How many lines in the entries below contain the string "metal", counting only matches with the same case? Reply with the number alone.

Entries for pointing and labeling
- - -
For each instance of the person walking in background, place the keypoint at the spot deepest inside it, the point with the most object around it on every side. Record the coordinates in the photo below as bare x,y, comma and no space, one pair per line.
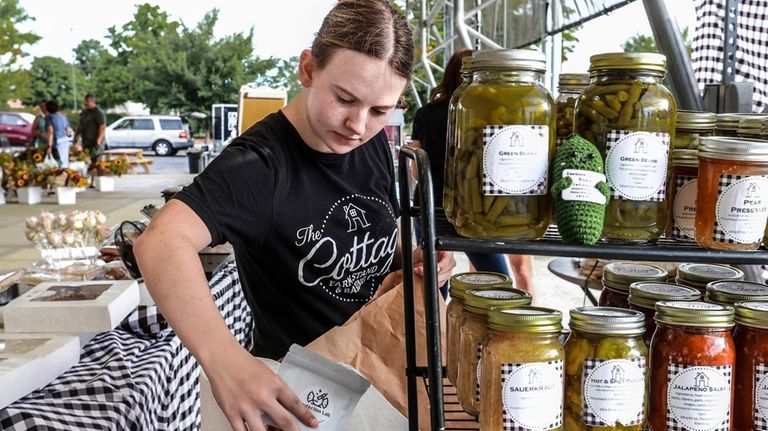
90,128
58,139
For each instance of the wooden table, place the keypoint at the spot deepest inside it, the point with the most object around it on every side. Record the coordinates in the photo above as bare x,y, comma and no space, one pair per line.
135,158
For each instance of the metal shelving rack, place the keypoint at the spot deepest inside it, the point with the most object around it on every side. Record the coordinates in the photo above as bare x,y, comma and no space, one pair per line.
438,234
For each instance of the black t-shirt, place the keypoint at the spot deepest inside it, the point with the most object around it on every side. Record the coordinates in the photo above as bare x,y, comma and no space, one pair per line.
- - -
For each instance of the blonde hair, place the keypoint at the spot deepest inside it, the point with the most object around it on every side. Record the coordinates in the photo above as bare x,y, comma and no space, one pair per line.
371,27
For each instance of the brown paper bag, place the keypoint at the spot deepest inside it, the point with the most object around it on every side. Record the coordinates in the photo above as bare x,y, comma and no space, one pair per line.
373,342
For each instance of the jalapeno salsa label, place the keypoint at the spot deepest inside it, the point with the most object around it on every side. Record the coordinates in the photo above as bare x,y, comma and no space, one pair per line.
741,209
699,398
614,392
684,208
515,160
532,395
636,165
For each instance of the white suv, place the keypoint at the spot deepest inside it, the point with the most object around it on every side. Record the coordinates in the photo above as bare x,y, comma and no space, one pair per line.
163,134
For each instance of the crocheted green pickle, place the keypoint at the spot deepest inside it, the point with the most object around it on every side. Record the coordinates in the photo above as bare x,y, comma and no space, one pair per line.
- - -
OUTPUT BELOW
1